Select and copy each line of the records below that contains the string "figure", treating uppercase and lowercase as distinct.

(Rows from an object pointing dataset)
▬▬▬▬▬▬

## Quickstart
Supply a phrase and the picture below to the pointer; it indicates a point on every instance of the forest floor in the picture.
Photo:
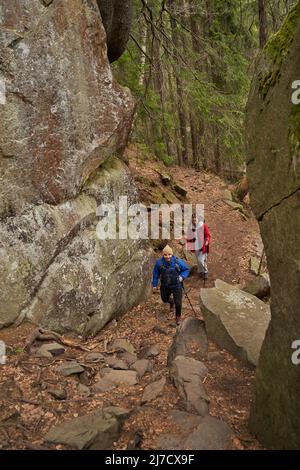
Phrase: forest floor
(27, 408)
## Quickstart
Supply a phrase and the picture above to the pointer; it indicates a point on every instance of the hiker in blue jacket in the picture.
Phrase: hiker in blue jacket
(171, 272)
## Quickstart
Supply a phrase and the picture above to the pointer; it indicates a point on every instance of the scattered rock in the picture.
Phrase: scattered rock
(116, 363)
(128, 377)
(83, 390)
(95, 431)
(227, 195)
(141, 367)
(153, 390)
(122, 345)
(54, 349)
(234, 205)
(196, 433)
(43, 353)
(214, 356)
(59, 394)
(70, 368)
(103, 385)
(94, 357)
(235, 320)
(129, 358)
(190, 340)
(159, 329)
(180, 190)
(188, 375)
(149, 351)
(254, 265)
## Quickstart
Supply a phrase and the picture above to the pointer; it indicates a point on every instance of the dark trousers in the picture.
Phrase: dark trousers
(166, 292)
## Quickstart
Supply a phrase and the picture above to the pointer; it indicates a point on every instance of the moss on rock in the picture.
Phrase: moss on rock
(276, 50)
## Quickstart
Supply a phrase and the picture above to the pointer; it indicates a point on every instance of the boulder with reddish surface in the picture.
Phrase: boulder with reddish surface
(62, 116)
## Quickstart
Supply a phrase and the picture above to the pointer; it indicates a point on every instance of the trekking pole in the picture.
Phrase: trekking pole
(189, 300)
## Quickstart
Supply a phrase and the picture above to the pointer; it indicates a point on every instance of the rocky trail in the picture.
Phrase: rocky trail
(122, 379)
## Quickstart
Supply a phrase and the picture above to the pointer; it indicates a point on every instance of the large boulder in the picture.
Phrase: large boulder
(62, 116)
(95, 431)
(188, 376)
(196, 433)
(235, 320)
(273, 159)
(56, 272)
(63, 113)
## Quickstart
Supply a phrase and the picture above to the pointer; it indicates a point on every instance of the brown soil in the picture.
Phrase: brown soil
(28, 411)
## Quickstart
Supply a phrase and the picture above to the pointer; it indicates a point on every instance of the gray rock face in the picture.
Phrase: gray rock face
(95, 431)
(153, 390)
(190, 340)
(259, 287)
(197, 433)
(63, 113)
(149, 351)
(54, 349)
(188, 375)
(273, 156)
(128, 377)
(56, 271)
(141, 367)
(63, 116)
(235, 320)
(70, 368)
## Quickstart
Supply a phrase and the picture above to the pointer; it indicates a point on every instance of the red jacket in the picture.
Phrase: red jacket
(198, 238)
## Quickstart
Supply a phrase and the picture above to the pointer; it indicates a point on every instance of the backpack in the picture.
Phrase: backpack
(169, 274)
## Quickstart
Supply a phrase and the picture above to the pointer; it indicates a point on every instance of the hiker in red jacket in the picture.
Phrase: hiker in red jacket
(197, 241)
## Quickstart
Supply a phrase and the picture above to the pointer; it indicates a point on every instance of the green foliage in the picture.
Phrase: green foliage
(188, 67)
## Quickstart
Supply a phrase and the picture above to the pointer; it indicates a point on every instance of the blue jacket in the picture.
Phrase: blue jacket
(184, 270)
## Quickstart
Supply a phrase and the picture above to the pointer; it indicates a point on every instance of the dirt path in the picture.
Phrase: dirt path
(28, 410)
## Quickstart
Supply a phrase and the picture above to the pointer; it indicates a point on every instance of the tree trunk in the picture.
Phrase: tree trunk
(263, 30)
(179, 88)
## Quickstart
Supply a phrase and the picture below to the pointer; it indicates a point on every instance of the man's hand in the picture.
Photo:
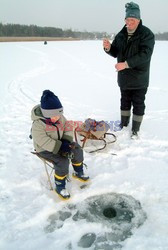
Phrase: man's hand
(120, 66)
(106, 44)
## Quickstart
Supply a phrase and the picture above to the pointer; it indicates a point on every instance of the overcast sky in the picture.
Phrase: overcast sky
(90, 15)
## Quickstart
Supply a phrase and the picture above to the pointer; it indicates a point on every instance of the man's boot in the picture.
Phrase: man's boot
(60, 182)
(125, 118)
(79, 173)
(136, 123)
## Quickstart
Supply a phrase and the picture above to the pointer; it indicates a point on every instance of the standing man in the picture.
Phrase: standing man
(133, 47)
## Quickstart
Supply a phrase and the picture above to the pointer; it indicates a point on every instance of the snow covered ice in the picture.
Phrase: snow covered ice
(84, 79)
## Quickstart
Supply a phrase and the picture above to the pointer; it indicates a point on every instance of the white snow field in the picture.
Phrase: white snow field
(83, 76)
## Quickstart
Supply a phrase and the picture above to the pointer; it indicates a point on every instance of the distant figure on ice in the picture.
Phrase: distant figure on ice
(133, 47)
(53, 140)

▬▬▬▬▬▬

> Written reply:
Supply a phrase and the picture above to the pointer; it indicates a point on every instance of the distant figure on ice in the picture.
Phrase: distant figure on ice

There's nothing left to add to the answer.